» **Goal of the exercise**: Rewrite every one of the following records, changing each "Target" to "Object" and keeping everything else the same. Omit the pictures from your output.
BEGIN
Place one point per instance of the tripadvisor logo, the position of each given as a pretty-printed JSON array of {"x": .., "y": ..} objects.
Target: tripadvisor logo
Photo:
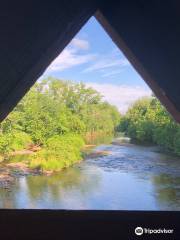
[{"x": 139, "y": 231}]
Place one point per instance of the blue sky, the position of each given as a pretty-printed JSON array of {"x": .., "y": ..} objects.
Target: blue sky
[{"x": 93, "y": 58}]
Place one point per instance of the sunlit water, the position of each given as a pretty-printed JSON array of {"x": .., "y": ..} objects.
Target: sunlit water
[{"x": 129, "y": 178}]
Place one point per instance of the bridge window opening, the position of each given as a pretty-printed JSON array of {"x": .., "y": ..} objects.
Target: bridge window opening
[{"x": 90, "y": 134}]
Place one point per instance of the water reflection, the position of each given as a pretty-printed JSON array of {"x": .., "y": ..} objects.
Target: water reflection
[
  {"x": 167, "y": 189},
  {"x": 49, "y": 191},
  {"x": 130, "y": 177}
]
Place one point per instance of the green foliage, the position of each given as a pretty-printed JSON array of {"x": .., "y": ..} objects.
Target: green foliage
[
  {"x": 21, "y": 140},
  {"x": 57, "y": 115},
  {"x": 148, "y": 121},
  {"x": 60, "y": 152}
]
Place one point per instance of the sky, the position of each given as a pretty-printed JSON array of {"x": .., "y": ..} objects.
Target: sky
[{"x": 93, "y": 58}]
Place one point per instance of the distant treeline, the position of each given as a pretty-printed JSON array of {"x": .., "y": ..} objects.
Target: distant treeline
[
  {"x": 56, "y": 115},
  {"x": 147, "y": 121}
]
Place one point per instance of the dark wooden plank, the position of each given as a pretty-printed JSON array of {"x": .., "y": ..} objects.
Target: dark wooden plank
[{"x": 59, "y": 224}]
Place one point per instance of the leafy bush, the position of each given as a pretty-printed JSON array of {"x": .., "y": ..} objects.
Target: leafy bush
[
  {"x": 21, "y": 140},
  {"x": 60, "y": 152}
]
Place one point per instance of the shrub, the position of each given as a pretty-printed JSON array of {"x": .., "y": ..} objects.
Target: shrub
[{"x": 60, "y": 152}]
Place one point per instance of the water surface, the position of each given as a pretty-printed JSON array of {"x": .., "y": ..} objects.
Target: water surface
[{"x": 129, "y": 178}]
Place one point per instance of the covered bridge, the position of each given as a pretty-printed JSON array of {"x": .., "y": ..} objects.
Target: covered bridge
[{"x": 32, "y": 35}]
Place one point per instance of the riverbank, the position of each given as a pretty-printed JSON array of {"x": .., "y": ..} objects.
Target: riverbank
[{"x": 17, "y": 164}]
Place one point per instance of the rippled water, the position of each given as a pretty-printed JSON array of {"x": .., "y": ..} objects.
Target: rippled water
[{"x": 129, "y": 178}]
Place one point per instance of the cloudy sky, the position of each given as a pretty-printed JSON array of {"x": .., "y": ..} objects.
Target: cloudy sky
[{"x": 94, "y": 59}]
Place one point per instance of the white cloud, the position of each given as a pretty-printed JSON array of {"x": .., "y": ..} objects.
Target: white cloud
[
  {"x": 71, "y": 56},
  {"x": 112, "y": 73},
  {"x": 107, "y": 63},
  {"x": 122, "y": 96},
  {"x": 80, "y": 43}
]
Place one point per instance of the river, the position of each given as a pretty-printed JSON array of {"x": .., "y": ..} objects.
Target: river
[{"x": 131, "y": 177}]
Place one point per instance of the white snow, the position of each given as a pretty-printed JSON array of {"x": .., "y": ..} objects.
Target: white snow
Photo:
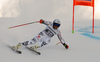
[{"x": 82, "y": 48}]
END
» **Result of the task**:
Place one point per instance of the tripadvisor logo, the position of each given as a pretty-printed JSON array of {"x": .., "y": ..} objects.
Object: tripadvisor logo
Photo:
[{"x": 139, "y": 231}]
Place one point per instance of the blue sky, the position of each given as a pretty-printed JSON array of {"x": .., "y": ..} objects.
Object: blue sky
[{"x": 93, "y": 58}]
Place one point per instance of the sunlit water, the position of each given as a pretty-printed JSON array of {"x": .., "y": ..} objects.
Object: sunlit water
[{"x": 129, "y": 178}]
Place one point per instance of the bridge window opening, the position of each given as a pretty-printed JSON array of {"x": .., "y": ..} objects.
Object: bridge window opening
[{"x": 90, "y": 134}]
Place one point per instance of the water reflection, the position of each given as a pretty-printed JSON array of {"x": .., "y": ..} objects.
Object: water reflection
[
  {"x": 167, "y": 189},
  {"x": 49, "y": 191},
  {"x": 130, "y": 177}
]
Place one point per instance of the green foliage, the position of each given as a pretty-printed JSON array of {"x": .., "y": ..} objects.
Object: green foliage
[
  {"x": 21, "y": 140},
  {"x": 57, "y": 115},
  {"x": 148, "y": 121},
  {"x": 60, "y": 152}
]
Place one point per instance of the sky, the position of each given as a pretty-printed JSON array of {"x": .., "y": ..} objects.
Object: sky
[{"x": 93, "y": 58}]
Place one point per instance of the distant treeline, the position of each given as a pretty-printed JSON array of {"x": .., "y": ..} objects.
Object: distant treeline
[
  {"x": 56, "y": 115},
  {"x": 147, "y": 121}
]
Place one point per instance of the dark wooden plank, the position of each given as a pretty-printed JSON array of {"x": .., "y": ..} objects.
Object: dark wooden plank
[{"x": 59, "y": 224}]
Place one point per instance of the leafy bush, the position of each given as a pretty-printed JSON array of {"x": .., "y": ..} objects.
Object: leafy bush
[
  {"x": 21, "y": 140},
  {"x": 60, "y": 152}
]
Place one point per instance of the shrub, the position of each given as a pretty-printed JSON array of {"x": .., "y": ..} objects.
Object: shrub
[{"x": 60, "y": 152}]
Place one point per instance of the water surface, the position of each given as a pretty-printed JSON array of {"x": .., "y": ..} objects.
Object: water surface
[{"x": 129, "y": 178}]
Place one point per instance of the covered bridge, the position of each given as a pretty-printed JSON array of {"x": .., "y": ..} objects.
Object: covered bridge
[{"x": 32, "y": 35}]
Place one point per instance of the riverbank, the position of each given as a pretty-printed JSON array of {"x": .., "y": ..} objects.
Object: riverbank
[{"x": 17, "y": 164}]
Place one point per instance of the rippled water, the position of each given as a pretty-printed JSON array of {"x": .., "y": ..} objects.
Object: rippled water
[{"x": 129, "y": 178}]
Place one point per instance of the cloudy sky, the position of each given as a pretty-printed JSON array of {"x": .., "y": ..} objects.
Object: cloudy sky
[{"x": 94, "y": 59}]
Place one point per instance of the white cloud, the position of each given as a pretty-printed JSON array of {"x": .., "y": ..} objects.
Object: white cloud
[
  {"x": 71, "y": 56},
  {"x": 112, "y": 73},
  {"x": 107, "y": 63},
  {"x": 122, "y": 96},
  {"x": 80, "y": 43}
]
Place one point per instance of the river, the position of each given as a pretty-printed JSON array of {"x": .., "y": ..} objects.
Object: river
[{"x": 131, "y": 177}]
Place one point per instance of the white snow, the position of each given as a pretty-printed JSON array of {"x": .., "y": ..} objects.
Object: white snow
Photo:
[{"x": 82, "y": 48}]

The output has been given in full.